Input material:

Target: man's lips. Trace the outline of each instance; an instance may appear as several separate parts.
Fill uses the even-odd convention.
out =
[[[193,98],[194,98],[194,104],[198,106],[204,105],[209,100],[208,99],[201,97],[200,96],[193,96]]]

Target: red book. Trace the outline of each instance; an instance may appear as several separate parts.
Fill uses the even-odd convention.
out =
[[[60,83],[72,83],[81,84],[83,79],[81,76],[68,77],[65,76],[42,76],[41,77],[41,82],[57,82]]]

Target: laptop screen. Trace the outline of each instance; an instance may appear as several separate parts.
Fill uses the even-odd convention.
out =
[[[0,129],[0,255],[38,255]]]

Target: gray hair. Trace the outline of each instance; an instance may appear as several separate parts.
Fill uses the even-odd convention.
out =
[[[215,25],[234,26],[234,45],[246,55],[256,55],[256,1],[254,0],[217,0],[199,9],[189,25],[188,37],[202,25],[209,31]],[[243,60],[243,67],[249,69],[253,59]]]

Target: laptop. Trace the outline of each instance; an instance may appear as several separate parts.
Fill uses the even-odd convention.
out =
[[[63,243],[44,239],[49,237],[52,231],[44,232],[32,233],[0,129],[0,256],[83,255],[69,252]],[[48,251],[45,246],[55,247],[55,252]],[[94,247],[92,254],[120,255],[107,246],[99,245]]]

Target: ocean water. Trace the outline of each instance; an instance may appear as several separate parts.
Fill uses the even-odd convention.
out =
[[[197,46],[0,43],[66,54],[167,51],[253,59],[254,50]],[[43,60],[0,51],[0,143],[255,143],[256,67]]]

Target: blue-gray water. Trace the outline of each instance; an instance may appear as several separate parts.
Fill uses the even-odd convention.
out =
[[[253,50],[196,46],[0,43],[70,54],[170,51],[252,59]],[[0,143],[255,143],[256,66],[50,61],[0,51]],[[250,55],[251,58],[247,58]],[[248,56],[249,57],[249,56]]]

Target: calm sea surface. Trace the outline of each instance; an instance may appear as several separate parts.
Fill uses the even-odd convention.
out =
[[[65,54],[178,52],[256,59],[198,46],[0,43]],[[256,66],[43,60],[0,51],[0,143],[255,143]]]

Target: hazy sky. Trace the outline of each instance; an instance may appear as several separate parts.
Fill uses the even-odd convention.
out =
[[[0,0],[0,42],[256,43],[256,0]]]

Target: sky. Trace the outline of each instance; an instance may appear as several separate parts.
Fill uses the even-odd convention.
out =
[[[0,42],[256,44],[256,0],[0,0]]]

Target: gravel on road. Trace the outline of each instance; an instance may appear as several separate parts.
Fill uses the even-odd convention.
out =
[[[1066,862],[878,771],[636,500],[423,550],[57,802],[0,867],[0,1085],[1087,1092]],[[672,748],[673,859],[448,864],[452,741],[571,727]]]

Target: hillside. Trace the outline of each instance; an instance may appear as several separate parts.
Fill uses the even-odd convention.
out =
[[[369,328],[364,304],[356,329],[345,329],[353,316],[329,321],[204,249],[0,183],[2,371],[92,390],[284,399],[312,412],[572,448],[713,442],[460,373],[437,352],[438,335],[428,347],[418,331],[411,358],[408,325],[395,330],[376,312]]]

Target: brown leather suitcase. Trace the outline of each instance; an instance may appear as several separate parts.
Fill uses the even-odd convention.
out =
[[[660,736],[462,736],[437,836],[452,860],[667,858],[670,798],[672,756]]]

Short problem: Please rewrite the records from the line with "Target: laptop screen." up to and including the line with "[[[0,42],[256,44],[256,0],[0,0]]]" as a numbered list, leaving out any blank lines.

Exercise output:
1. Target: laptop screen. Trace the outline of each instance; an instance may appear as several separate parts.
2. Fill uses the even-odd convention.
3. out =
4. [[[0,129],[0,255],[38,255]]]
5. Target: gray hair. Trace the outline of each instance; an instance may appear as several separate parts.
6. Fill uses the even-odd convention.
7. out =
8. [[[215,25],[234,26],[234,45],[246,55],[256,55],[256,1],[254,0],[217,0],[199,9],[189,25],[188,37],[202,25],[209,31]],[[243,60],[243,67],[249,69],[253,59]]]
9. Target: laptop. Trace the outline of each instance; an instance may appear as several separate parts.
10. Fill uses the even-odd convention.
11. out =
12. [[[63,243],[44,239],[49,237],[52,231],[44,232],[32,233],[0,129],[0,256],[83,255],[69,252]],[[48,251],[45,246],[55,247],[55,252]],[[94,247],[92,254],[120,255],[107,246],[99,245]]]
13. Target: ocean water. Trace the outline of each instance; an instance may appear as several separate parts.
14. Fill uses the even-odd convention.
15. out =
16. [[[197,46],[0,43],[66,54],[167,51],[253,59],[254,50]],[[43,60],[0,51],[0,143],[255,143],[256,67]]]
17. Target: blue-gray water. Trace the outline of each instance; an instance may appear as several separate parts.
18. Fill uses the even-odd convention.
19. out =
20. [[[253,50],[196,46],[0,43],[70,54],[170,51],[252,59]],[[0,143],[255,143],[256,66],[50,61],[0,51]],[[250,55],[251,58],[247,58]],[[248,56],[249,57],[249,56]]]
21. Target: calm sea surface. Trace the outline of each instance; an instance may appear as several separate parts.
22. Fill uses the even-odd convention.
23. out =
24. [[[65,54],[178,52],[256,59],[198,46],[0,43]],[[256,66],[43,60],[0,51],[0,143],[255,143]]]
25. Target: hazy sky. Trace the outline of each instance; an instance may appear as several separate parts.
26. Fill uses the even-odd convention.
27. out =
28. [[[0,0],[0,42],[256,43],[256,0]]]
29. Target: sky. Trace the outline of each instance; an instance may appear as several separate parts.
30. Fill uses the even-odd convention.
31. out =
32. [[[0,42],[256,44],[256,0],[0,0]]]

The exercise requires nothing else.